▸ Record excerpts
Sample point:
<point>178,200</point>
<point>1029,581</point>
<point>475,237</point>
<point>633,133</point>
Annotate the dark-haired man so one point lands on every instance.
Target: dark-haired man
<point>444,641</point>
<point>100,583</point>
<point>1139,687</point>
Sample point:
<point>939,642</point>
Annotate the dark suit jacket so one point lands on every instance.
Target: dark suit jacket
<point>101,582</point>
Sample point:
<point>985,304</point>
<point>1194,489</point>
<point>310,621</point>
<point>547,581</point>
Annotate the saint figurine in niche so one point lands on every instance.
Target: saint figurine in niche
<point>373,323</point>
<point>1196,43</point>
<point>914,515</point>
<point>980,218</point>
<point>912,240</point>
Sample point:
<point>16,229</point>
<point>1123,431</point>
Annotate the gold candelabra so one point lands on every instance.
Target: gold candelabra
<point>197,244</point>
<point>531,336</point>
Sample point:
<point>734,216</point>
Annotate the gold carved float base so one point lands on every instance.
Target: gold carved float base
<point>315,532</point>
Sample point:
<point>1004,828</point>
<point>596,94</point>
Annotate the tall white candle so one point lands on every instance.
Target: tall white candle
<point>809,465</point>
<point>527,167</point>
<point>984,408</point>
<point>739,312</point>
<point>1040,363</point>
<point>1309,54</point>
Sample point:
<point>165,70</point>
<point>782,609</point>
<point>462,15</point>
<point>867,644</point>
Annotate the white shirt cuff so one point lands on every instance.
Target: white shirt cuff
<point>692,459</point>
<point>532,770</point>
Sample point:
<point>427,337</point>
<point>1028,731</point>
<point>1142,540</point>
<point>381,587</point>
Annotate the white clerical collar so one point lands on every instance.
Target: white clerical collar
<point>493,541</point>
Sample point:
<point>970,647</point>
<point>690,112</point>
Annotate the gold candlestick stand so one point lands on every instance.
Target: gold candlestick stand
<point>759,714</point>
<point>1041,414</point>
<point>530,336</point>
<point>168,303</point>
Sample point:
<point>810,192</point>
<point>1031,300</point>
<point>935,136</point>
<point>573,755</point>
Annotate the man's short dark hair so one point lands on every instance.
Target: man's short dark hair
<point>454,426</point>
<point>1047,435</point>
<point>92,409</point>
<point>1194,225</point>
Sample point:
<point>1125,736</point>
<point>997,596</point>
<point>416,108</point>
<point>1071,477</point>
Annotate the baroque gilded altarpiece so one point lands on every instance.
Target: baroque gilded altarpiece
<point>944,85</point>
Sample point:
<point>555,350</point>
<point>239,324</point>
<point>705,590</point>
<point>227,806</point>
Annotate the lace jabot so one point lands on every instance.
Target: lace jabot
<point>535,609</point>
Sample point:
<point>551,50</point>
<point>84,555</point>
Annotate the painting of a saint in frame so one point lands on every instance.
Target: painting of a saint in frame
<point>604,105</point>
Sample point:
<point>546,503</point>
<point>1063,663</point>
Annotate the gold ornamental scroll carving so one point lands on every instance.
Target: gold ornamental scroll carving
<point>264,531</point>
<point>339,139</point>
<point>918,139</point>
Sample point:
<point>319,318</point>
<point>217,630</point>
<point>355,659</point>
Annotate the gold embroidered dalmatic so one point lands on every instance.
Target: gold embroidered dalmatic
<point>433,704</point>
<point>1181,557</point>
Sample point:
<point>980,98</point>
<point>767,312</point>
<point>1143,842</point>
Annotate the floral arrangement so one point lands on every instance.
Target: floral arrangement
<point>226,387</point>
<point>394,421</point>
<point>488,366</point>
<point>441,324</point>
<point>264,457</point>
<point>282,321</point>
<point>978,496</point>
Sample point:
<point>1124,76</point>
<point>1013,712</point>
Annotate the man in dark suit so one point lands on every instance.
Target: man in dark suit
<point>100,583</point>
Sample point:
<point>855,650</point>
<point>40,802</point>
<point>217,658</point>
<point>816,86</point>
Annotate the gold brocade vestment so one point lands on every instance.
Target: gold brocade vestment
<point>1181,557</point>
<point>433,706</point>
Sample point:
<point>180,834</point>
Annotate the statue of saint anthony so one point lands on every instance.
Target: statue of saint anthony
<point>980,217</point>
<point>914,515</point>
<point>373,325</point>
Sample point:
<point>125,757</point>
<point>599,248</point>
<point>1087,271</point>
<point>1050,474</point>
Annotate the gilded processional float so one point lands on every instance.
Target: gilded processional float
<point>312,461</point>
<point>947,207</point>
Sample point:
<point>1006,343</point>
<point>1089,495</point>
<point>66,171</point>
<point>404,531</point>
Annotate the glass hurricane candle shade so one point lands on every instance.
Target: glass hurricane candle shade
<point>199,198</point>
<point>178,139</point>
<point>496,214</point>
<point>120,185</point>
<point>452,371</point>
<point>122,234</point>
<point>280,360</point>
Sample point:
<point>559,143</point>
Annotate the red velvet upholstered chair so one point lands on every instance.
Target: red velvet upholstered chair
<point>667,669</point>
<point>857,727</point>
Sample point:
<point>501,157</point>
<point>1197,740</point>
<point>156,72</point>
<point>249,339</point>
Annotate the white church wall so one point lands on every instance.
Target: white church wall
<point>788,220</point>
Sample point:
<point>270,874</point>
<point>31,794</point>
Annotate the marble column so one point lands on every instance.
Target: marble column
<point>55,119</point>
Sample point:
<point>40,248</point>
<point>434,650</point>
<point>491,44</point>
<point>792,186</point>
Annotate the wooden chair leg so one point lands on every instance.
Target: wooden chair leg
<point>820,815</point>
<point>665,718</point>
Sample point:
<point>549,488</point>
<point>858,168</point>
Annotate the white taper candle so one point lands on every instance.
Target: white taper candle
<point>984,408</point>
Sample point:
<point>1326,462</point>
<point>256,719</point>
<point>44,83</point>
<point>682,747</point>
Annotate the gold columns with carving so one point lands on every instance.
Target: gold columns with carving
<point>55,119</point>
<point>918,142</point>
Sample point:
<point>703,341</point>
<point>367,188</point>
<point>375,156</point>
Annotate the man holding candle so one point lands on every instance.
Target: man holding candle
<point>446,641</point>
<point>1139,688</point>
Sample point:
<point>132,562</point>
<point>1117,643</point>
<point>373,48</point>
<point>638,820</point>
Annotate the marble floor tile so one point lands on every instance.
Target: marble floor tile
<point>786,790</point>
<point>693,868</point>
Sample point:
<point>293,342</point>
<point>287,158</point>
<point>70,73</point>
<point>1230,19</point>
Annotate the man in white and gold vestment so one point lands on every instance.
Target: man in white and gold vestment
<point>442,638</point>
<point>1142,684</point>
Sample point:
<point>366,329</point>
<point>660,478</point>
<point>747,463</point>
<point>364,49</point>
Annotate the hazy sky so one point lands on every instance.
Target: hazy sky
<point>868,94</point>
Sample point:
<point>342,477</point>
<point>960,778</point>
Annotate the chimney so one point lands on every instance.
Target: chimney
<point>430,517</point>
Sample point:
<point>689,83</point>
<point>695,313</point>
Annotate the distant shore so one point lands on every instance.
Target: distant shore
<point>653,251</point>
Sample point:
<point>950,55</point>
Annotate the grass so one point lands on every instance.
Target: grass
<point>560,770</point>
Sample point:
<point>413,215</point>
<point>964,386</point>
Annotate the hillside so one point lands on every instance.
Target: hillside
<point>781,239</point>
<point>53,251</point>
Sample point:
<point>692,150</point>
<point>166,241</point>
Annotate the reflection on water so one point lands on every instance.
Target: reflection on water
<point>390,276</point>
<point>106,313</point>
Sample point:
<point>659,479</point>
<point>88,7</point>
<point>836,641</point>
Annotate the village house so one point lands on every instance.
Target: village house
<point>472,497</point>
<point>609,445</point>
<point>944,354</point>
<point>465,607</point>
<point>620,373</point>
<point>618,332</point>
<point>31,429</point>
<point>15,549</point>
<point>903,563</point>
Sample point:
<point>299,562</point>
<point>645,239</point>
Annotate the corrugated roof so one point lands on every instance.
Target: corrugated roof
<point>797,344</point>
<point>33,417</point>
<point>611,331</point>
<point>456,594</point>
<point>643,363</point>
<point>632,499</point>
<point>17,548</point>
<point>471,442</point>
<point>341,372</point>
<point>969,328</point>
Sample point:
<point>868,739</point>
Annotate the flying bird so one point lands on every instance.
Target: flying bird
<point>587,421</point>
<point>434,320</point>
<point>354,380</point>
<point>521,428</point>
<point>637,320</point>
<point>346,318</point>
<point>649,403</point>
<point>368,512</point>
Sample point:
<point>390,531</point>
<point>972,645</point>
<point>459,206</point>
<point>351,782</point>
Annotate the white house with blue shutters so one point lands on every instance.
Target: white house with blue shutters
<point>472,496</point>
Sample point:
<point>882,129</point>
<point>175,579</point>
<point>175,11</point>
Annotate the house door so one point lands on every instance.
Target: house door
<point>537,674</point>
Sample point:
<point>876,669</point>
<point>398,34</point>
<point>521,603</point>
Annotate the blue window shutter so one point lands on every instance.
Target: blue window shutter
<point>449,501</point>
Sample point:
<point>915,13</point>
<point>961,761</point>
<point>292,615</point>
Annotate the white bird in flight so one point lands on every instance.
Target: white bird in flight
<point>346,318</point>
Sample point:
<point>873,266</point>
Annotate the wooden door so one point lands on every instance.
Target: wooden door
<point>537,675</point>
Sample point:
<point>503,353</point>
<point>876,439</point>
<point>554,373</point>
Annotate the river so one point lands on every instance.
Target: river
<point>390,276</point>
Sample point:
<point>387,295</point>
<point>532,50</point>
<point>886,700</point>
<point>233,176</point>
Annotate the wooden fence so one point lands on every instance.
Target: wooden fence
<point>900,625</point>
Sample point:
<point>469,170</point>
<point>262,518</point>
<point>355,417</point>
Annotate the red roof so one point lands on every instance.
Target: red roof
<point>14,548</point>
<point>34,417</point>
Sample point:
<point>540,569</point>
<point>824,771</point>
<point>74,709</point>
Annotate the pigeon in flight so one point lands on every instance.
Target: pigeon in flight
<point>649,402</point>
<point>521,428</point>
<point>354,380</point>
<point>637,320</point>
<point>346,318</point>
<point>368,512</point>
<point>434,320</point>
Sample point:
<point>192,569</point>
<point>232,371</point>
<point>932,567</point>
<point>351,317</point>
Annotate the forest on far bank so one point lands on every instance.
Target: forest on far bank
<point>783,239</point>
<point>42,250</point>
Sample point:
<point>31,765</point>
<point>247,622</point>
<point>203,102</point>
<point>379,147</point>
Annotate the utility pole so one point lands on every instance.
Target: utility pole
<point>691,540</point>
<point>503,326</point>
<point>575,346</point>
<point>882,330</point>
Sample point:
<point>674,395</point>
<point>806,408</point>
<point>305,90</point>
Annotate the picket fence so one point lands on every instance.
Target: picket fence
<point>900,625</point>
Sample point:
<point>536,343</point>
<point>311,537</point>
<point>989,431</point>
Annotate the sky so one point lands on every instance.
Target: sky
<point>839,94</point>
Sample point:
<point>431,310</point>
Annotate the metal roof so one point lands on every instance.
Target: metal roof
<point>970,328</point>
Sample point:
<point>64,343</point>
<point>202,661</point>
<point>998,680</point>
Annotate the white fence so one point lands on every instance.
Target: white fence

▸ Job
Reproduce the data above word for word, starting at its first line and ending at the line with "<point>101,582</point>", both included.

▸ Written response
Sample point:
<point>178,200</point>
<point>1029,581</point>
<point>475,237</point>
<point>633,133</point>
Annotate the dark-haired man so one point lands on every instance.
Target: dark-haired man
<point>444,641</point>
<point>100,583</point>
<point>1139,687</point>
Sample point:
<point>939,642</point>
Annotate the dark suit jacket so one point lands on every instance.
Target: dark suit jacket
<point>101,582</point>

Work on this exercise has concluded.